• **What you have to do**
Pick out each line in the data below that contains the string "soil". Matching is case-sensitive.
***** Task data *****
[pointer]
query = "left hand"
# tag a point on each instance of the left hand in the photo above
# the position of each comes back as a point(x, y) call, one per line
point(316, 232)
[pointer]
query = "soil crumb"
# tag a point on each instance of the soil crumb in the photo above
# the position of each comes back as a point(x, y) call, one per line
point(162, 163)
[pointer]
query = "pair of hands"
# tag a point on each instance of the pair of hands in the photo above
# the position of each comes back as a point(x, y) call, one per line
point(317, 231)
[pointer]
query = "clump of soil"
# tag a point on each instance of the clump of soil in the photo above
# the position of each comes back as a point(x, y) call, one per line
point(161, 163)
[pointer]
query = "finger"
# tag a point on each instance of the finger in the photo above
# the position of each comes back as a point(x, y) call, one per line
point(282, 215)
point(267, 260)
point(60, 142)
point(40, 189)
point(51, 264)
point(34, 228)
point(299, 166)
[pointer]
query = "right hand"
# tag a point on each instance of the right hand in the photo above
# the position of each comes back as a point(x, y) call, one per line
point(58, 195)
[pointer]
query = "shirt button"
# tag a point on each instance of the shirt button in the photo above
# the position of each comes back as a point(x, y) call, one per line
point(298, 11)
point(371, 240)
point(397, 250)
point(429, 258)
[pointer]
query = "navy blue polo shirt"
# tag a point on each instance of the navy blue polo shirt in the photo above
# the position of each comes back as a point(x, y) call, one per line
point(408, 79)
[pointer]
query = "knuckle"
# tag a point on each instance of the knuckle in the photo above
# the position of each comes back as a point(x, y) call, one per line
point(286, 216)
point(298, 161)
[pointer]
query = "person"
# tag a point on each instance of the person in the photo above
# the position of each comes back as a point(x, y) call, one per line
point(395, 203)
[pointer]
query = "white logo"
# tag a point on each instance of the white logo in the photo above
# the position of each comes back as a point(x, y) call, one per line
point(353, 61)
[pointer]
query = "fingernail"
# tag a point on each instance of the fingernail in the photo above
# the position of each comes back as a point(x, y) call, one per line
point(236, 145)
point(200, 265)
*****
***** Task data *****
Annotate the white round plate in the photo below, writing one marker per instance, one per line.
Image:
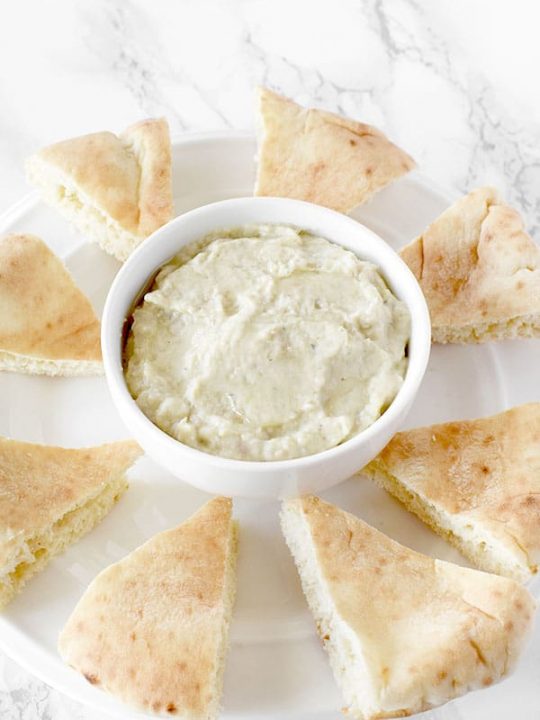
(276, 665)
*****
• **Completed exercise**
query = "soil crumb"
# tag a point on each instance of the soil crumb in the photo above
query = "clump of soil"
# tag a point on each instance of the clump of soil in the photo above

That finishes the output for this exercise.